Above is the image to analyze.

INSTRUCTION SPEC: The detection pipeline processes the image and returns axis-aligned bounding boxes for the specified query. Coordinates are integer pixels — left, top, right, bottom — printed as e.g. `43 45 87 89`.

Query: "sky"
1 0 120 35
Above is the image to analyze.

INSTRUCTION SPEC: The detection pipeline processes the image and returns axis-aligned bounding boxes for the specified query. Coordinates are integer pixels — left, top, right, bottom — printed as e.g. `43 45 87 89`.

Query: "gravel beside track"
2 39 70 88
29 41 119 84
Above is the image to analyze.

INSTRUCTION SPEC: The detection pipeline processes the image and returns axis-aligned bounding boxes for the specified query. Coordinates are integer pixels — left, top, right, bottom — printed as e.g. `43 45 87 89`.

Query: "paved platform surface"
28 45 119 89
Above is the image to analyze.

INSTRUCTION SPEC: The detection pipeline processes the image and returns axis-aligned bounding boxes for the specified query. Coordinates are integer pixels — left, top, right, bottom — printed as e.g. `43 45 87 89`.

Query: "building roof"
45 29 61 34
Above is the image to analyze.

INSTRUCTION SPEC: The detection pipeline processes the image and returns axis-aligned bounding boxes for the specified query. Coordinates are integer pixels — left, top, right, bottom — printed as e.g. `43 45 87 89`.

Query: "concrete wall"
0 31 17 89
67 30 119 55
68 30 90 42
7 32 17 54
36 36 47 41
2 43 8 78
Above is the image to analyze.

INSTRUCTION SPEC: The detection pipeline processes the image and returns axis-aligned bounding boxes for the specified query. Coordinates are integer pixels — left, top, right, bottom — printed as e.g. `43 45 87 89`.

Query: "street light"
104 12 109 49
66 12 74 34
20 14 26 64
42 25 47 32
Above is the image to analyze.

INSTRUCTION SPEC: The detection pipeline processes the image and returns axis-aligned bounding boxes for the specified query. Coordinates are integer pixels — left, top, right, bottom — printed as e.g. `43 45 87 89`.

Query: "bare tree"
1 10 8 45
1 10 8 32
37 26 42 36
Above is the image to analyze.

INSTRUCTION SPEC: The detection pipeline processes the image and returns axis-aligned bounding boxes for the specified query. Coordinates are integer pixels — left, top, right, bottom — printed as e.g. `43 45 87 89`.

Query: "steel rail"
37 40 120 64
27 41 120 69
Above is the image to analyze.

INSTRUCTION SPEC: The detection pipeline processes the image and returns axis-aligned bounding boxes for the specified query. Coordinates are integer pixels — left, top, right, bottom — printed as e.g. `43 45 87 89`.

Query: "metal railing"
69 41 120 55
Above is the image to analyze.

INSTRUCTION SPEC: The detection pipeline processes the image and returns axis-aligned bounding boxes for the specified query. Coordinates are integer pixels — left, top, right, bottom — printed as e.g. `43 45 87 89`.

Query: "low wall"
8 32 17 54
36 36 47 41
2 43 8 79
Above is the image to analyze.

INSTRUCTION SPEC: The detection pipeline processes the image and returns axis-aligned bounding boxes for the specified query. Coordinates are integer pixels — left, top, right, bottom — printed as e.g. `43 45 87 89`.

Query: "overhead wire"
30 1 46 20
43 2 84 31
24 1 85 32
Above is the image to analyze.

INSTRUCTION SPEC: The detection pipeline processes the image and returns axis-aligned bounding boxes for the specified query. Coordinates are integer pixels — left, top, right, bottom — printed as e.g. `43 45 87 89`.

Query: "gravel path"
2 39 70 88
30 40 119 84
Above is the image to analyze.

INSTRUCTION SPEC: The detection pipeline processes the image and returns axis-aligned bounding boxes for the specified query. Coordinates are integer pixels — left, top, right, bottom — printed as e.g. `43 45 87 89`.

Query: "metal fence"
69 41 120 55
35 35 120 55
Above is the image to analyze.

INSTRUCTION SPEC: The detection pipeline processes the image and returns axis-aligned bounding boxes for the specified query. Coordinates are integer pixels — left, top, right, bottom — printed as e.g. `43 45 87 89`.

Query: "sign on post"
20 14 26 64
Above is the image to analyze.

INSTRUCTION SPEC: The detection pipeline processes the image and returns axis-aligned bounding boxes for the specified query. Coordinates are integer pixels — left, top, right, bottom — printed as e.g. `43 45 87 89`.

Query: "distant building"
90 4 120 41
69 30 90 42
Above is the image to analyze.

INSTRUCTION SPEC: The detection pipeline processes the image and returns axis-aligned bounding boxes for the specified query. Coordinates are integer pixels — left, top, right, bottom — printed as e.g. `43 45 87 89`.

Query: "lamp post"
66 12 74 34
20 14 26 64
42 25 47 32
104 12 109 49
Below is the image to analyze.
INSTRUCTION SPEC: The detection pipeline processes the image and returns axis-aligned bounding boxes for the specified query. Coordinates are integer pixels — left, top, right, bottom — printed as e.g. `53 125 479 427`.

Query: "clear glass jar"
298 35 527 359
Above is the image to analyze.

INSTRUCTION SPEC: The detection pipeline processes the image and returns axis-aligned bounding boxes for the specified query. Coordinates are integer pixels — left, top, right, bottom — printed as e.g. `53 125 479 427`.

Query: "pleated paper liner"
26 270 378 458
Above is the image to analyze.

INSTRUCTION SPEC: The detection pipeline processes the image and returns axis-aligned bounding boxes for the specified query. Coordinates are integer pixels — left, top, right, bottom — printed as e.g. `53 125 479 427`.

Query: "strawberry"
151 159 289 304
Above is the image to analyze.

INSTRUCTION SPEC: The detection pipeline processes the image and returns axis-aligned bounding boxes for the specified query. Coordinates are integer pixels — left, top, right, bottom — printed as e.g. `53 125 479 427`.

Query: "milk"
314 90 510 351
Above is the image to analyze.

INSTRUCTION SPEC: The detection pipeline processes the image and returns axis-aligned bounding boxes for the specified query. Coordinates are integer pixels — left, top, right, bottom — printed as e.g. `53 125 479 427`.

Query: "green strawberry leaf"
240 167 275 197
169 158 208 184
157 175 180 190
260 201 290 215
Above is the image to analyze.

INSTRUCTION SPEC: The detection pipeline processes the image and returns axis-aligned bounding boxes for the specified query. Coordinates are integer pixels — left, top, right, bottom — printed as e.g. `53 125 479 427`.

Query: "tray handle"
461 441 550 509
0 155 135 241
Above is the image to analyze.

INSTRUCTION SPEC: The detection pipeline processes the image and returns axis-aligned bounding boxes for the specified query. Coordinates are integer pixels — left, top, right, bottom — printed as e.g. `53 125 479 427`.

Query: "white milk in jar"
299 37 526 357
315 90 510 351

WHAT THE EXERCISE ASKS →
Return the listing above in its exact form.

EXERCISE SOLUTION →
Above is the image to analyze.

INSTRUCTION SPEC: The detection pipeline processes the image and returns axis-aligned bounding boxes for the specified query. Coordinates are integer pixels — left, top, right, bottom — printed as e.g. `43 45 87 89`.

Query: "sky"
1 0 120 35
Above is the image to analyze.

INSTRUCTION SPEC: The detection pipeline processes the image and returns axis-aligned bounding boxes for the specified query. Coordinates are integer pixels — left, top, right, bottom — printed as e.g. `43 45 87 89`.

Query: "gravel beside track"
2 39 70 88
29 41 119 84
Above is the image to analyze.

INSTRUCTION SPEC: The detection pipeline processes the image and returns axis-aligned bounding boxes for the specified query. Coordinates are integer pixels — left, top, right, bottom — printed as e.g. `43 45 87 89`.

Query: "paved platform surface"
28 45 119 89
Above is the image to analyze.

INSTRUCTION SPEC: The detection pipeline processes the image and returns axis-aligned bounding boxes for the specified query. Coordinates are integer pixels — left, top, right, bottom — printed as e.g. `43 45 87 89`.

Query: "building roof"
45 29 61 34
Above is the image to analyze.

INSTRUCTION SPEC: The detection pipeline processes the image and returns axis-aligned bounding boxes for the specified query. Coordinates are integer pixels — left, top, right, bottom — printed as e.g. `43 45 87 89`.

Query: "concrete wall"
0 31 17 89
67 30 119 55
68 30 90 42
7 32 17 54
36 36 47 41
2 43 8 78
Above is the image to analyze.

INSTRUCTION SPEC: The detection pipeline processes the image and returns axis-aligned bounding boxes for the specified query. Coordinates are integer pixels — left, top, right, bottom — printed as e.g. `43 45 87 89`.

Query: "street light"
104 12 109 49
66 12 74 34
20 14 26 64
42 25 47 32
Above is the image to analyze.

INSTRUCTION SPEC: The detection pipeline processes the image and returns axis-aligned bounding boxes for the specified query. Coordinates are integer pixels — left, top, right, bottom — printed as e.g. `43 45 87 89`.

Query: "bare tree"
1 10 8 45
1 10 8 32
37 26 42 36
Above is the image to analyze.

INSTRUCTION SPEC: The detection pipeline processes the image and returns axis-aligned bounding boxes for the specified query. Coordinates are integer pixels — left, top, right, bottom — printed as e.g. `43 45 87 89`.

Query: "steel rail"
37 40 120 64
27 41 120 69
Above is the image to analyze.

INSTRUCTION SPEC: The detection pipeline processes the image and returns axis-aligned bounding boxes for the specified query. Coordinates are integer pixels — left, top, right, bottom — printed as e.g. `43 45 87 89`.

Query: "metal railing"
69 41 120 55
Above is the image to analyze.

INSTRUCTION SPEC: The detection pipeline processes the image and returns axis-aligned bounding boxes for the specified query. Coordinates are integer pixels — left, top, right, bottom — printed as e.g. `43 45 87 89`.

Query: "low wall"
8 32 17 54
36 36 47 41
2 43 8 79
Above is the image to analyze.

INSTRUCTION SPEC: The detection pipeline processes the image and returns axis-aligned bounding boxes for the specified query. Coordinates are integer pixels — left, top, right, bottom — printed as e.g. `43 45 87 89`.

Query: "overhead wire"
30 1 46 20
43 2 84 31
24 1 85 32
Above is the image to analyze.

INSTRUCTION SPEC: The detection pipeline processes the image and returns axis-aligned bounding boxes for the specified query. Coordinates are integer pixels — left, top, right, bottom — printed as e.g. `43 45 87 89`.

Query: "gravel path"
2 39 70 88
30 40 119 84
Above is the image to analyze.

INSTRUCTION SPEC: The detection pipeline processes the image and returns axis-aligned bounding boxes for the specified query. Coordinates are integer pixels — left, top, right, bottom — printed as e.g. `43 45 87 89`.

Query: "metal fence"
69 41 120 55
35 35 120 55
Above is the image to analyze.

INSTRUCTION SPEC: The detection pipeline processes the image and returns axis-aligned bounding boxes for the specified query. Coordinates are integer pixels — left, top, right, bottom — printed as e.g. `43 45 87 89`.

Query: "sign on post"
20 14 26 64
Above is the image to analyze.

INSTRUCTION SPEC: The detection pipeline processes the image and returns axis-aligned bounding boxes for the specified query. Coordinates are integer pixels — left, top, right, bottom — printed as e.g. `43 45 87 89`.

Query: "distant building"
90 4 120 41
69 30 90 42
Above is the image to analyze.

INSTRUCTION SPEC: The detection pipeline processes the image and returns axis-aligned bounding boxes for the specified query. Coordinates are integer pixels — left, top, right, bottom — printed as e.g. `43 45 87 89`.

Query: "lamp post"
66 12 74 34
20 14 26 64
42 25 47 32
104 12 109 49
Below is the image to analyze.
INSTRUCTION SPEC: The detection pipeline processes the image and returns axis-aligned bounding boxes for the specified query. Coordinates are integer pixels — left, top, right, bottom — printed as e.g. `53 125 479 427`.

Query: "clear glass jar"
298 35 527 359
Above is the image to analyze.

INSTRUCTION SPEC: The detection pipeline processes the image and returns axis-aligned bounding boxes for the specified query. Coordinates are integer pixels — left, top, right, bottom — printed as e.g. `53 125 479 427`.

Query: "pleated paper liner"
26 270 378 458
Above is the image to analyze.

INSTRUCTION SPEC: The detection pipeline processes the image and returns axis-aligned bounding boxes for the specified query. Coordinates are integer pixels — left, top, right, bottom — printed as e.g. `53 125 479 427`.

Query: "strawberry"
151 159 289 304
Above is the image to analyze.

INSTRUCTION SPEC: The detection pipeline processes the image and returns axis-aligned bounding boxes for the specified query. Coordinates are integer pixels — left, top, right, bottom — printed as e.g. `53 125 479 427`.

Query: "milk"
314 90 510 351
Above is the image to analyze.

INSTRUCTION SPEC: The detection pipeline processes the image and returns axis-aligned bounding boxes for the specified query. Coordinates are integer pixels — left, top, right, bottom — printed as e.g. `53 125 479 427`.

Query: "green strawberry leaf"
240 167 275 197
169 158 208 184
157 175 180 190
260 201 290 215
Above is the image to analyze.

INSTRUCTION SPEC: The detection pipeline processes the image and returns axis-aligned bounding boxes for the specified query. Coordinates are integer pixels — left, top, right, bottom — printed as e.g. `53 125 479 427`.

Query: "tray handle"
461 441 550 509
0 155 135 241
Above is the image to analyze.

INSTRUCTION SPEC: The detection pipeline processes the image and returns axis-aligned bounding boxes for the specified query. Coordinates are integer pixels — left, top, right, bottom — printed as e.g. `53 125 479 427`.

Query: "white milk in jar"
299 37 526 357
315 90 510 351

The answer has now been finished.